# [WRITTEN EXERCISE]
Repeat the data that follows, word for word, without the images.

# [SUPPLIED DATA]

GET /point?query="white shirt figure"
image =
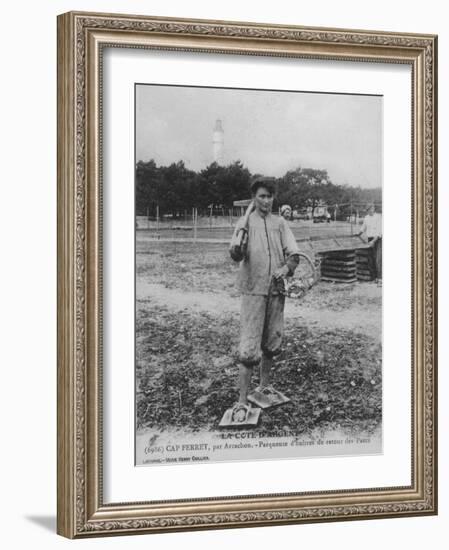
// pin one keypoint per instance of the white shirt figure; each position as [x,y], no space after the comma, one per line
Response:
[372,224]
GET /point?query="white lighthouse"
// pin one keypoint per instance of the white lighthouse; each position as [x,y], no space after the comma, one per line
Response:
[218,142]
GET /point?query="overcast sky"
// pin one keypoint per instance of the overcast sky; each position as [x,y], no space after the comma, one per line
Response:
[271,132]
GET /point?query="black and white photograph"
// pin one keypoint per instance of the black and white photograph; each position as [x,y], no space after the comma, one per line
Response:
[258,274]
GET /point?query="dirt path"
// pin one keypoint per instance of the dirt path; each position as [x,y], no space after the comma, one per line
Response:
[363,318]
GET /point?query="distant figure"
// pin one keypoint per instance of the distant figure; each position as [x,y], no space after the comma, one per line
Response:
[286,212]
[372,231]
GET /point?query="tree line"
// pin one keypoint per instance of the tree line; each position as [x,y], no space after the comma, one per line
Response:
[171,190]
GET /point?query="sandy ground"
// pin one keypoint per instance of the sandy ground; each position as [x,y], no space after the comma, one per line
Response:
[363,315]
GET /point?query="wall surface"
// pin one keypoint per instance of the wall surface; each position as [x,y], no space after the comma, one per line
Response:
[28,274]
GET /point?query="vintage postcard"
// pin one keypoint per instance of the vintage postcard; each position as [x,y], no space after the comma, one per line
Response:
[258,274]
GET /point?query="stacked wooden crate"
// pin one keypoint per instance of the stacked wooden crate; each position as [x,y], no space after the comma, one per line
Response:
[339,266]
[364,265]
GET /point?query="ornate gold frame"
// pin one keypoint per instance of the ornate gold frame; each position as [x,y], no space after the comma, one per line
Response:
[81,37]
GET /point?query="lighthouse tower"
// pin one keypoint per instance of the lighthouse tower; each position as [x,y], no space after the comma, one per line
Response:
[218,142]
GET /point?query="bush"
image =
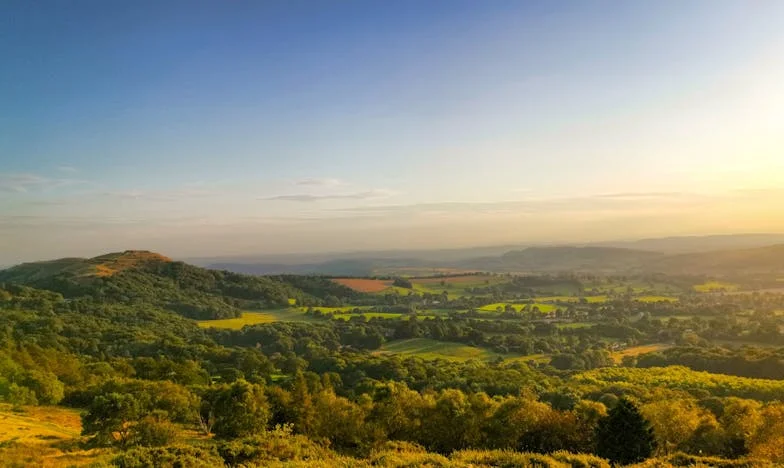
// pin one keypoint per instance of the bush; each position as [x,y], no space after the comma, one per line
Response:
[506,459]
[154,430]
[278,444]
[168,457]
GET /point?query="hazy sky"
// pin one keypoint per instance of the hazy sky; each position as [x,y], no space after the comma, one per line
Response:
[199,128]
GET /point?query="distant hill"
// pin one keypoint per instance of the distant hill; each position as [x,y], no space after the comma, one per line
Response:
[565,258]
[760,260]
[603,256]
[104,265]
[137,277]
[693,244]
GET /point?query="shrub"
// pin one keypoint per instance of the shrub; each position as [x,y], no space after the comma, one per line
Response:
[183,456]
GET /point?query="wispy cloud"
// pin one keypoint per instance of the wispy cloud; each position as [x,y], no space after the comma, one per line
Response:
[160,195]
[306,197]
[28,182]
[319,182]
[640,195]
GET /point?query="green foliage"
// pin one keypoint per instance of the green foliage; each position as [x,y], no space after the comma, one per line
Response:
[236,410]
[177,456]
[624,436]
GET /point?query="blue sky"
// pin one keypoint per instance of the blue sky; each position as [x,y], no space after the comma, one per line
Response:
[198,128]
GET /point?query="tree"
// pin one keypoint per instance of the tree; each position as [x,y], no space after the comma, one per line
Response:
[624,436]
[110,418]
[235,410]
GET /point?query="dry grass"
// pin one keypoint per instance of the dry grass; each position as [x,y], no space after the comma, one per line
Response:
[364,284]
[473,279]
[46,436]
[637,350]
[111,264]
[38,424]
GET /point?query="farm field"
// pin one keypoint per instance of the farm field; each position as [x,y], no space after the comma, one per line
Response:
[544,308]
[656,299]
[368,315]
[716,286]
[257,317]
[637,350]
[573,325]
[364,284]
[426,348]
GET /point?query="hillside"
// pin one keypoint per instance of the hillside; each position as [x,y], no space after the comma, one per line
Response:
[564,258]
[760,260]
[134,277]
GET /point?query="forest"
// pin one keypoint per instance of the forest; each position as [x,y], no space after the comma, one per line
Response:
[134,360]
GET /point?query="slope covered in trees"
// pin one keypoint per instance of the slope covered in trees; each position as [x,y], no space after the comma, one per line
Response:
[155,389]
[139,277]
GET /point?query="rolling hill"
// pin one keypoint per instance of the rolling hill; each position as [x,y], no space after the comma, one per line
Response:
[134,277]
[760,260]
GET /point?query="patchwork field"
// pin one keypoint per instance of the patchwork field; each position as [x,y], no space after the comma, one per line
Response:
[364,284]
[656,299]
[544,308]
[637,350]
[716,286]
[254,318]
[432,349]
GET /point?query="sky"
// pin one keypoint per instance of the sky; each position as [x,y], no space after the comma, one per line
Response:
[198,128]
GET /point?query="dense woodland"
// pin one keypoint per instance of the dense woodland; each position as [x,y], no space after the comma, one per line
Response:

# [RESULT]
GET /point?query="white shirt figure"
image =
// pin one keypoint per instance of the white shirt figure; each position as [x,y], no space after the comma, one per line
Response:
[372,224]
GET /point?query="white lighthouse"
// pin one keypoint per instance of the white lighthouse; each position as [x,y], no space after the comma, one per line
Response:
[218,142]
GET /point?query="overcast sky"
// pin one keypoint per instance of the overcast sky; each position as [x,y], no space after the comma, one per line
Response:
[271,132]
GET /point?query="black and white photograph"
// pin one keypoint per instance of the black and white photograph; each position as [x,y], no space after the comma, one per line
Response:
[258,274]
GET /point?query="dirt path"
// pin one keypoint per instance of the dirt path; each position as [x,y], no space after the comma, one per line
Response:
[363,318]
GET /point?query="distant figure"
// pin one keypoint per instance of the distant figure; each position as [x,y], no space after the comma, one per line
Response:
[286,212]
[372,231]
GET /point?query="tree line"
// pin one keypoint per instance of the tree line; each position as [x,y], no space after the comma, one per line
Response:
[171,190]
GET /point?query="sandy ground"
// pin one keypoint per instance of the sandy ground; each position as [x,y], no space after the comma, one per line
Response:
[363,315]
GET /point?query="wall surface"
// pin one keypoint per instance of the wall surface; each position as [x,y], no space after the comma, one per line
Response:
[28,274]
GET /point?query="vintage postcard"
// pin one keypoint per instance of the vintage postcard; each position as [x,y], no space after the comma, one per line
Response:
[258,274]
GET /point?query="stacked wooden crate"
// pin one keypoint per instance of the stacked wooden crate; each position as [x,y], no space after the comma, one per line
Response:
[339,266]
[364,265]
GET /point?query="ornate gold frame"
// pin one keypoint per instance of the ornate gold frame; each position as [x,y], no space after the comma, one per line
Response:
[81,37]
GET /point?query="lighthouse tower"
// pin one keypoint per instance of the lighthouse tower; each position as [x,y], no space after the comma, one per line
Response:
[218,142]
GET /point?query="bush"
image =
// pin one keypoint per instance of the bush; each position as [x,y], no space after the comma, one per line
Response:
[506,459]
[154,430]
[278,444]
[168,457]
GET /point?query="hazy sky"
// pin one keypoint per instance of the hazy sky; each position as [x,y], no space after the comma, one per line
Response:
[199,128]
GET /point?query="distant hill"
// pin one keypoint per instance of the distant hill; each position as [x,y], no space after the comma, one per line
Response:
[565,258]
[760,260]
[603,256]
[104,265]
[137,277]
[693,244]
GET /point?query="shrub"
// pin one keypoint per instance of the shrub; each position as [x,y], no space after the comma, one per line
Response:
[183,456]
GET /point?query="wispy cloud"
// pin one keypoint per instance of the wispy cloud; each position as [x,y], no space after the comma, one per line
Response:
[160,195]
[306,197]
[28,182]
[319,182]
[640,195]
GET /point?query="green foliage"
// pin one keypoint per instance of the green foliage; each position as [x,y], no space after the comma, one per line
Response:
[236,410]
[177,456]
[624,436]
GET /point?query="blue sky"
// pin one keypoint per instance of the blue sky; each position as [x,y], no space after the comma, one per line
Response:
[198,128]
GET /point?query="tree"
// pin one keypoint per instance of the tree; each position as [x,y], no space after the comma, one per line
Response:
[624,436]
[110,418]
[235,410]
GET /point?query="dry grass"
// pin one keypoint per instance of the dry grass; each position as [x,y], no space after the comma, one per line
Response:
[364,284]
[473,279]
[46,436]
[637,350]
[111,264]
[38,424]
GET /point?query="farm field"
// pin one keypoint per instance of the farm field; each position as [x,y], no space after the comma, one per line
Response:
[544,308]
[656,299]
[368,315]
[716,286]
[257,317]
[637,350]
[573,325]
[364,284]
[426,348]
GET /point?query="hillside"
// pin one keypoint per instance of the hillside; each position as [x,y], no space after the comma, one per line
Response:
[564,258]
[760,260]
[134,277]
GET /point?query="forest"
// pin one keypoint per instance of the forest; each position as [x,y], no space after the comma, one per line
Response:
[134,360]
GET /point?query="slope covered in trees"
// pin one keypoint per instance of the slope covered in trees; each position as [x,y], no space after the comma, one per line
Response:
[155,389]
[139,277]
GET /point?query="rolling hill"
// pin one keypoint per instance of the rolling hill; each position as [x,y], no space after the comma, one per line
Response:
[134,277]
[760,260]
GET /point?query="patchwork field"
// pin one keypoint per instance of the patchwork field; each position as [x,y], no space after the comma, one per line
Response:
[364,284]
[656,299]
[544,308]
[637,350]
[716,286]
[254,318]
[432,349]
GET /point?query="sky"
// pin one keypoint per instance of the sky; each position as [x,y], no space after the comma, one per line
Response:
[198,128]
GET /point?query="dense woodland"
// pin one keypoint per instance of the dense woodland; each position as [x,y], no space after the comma, one per line
Response:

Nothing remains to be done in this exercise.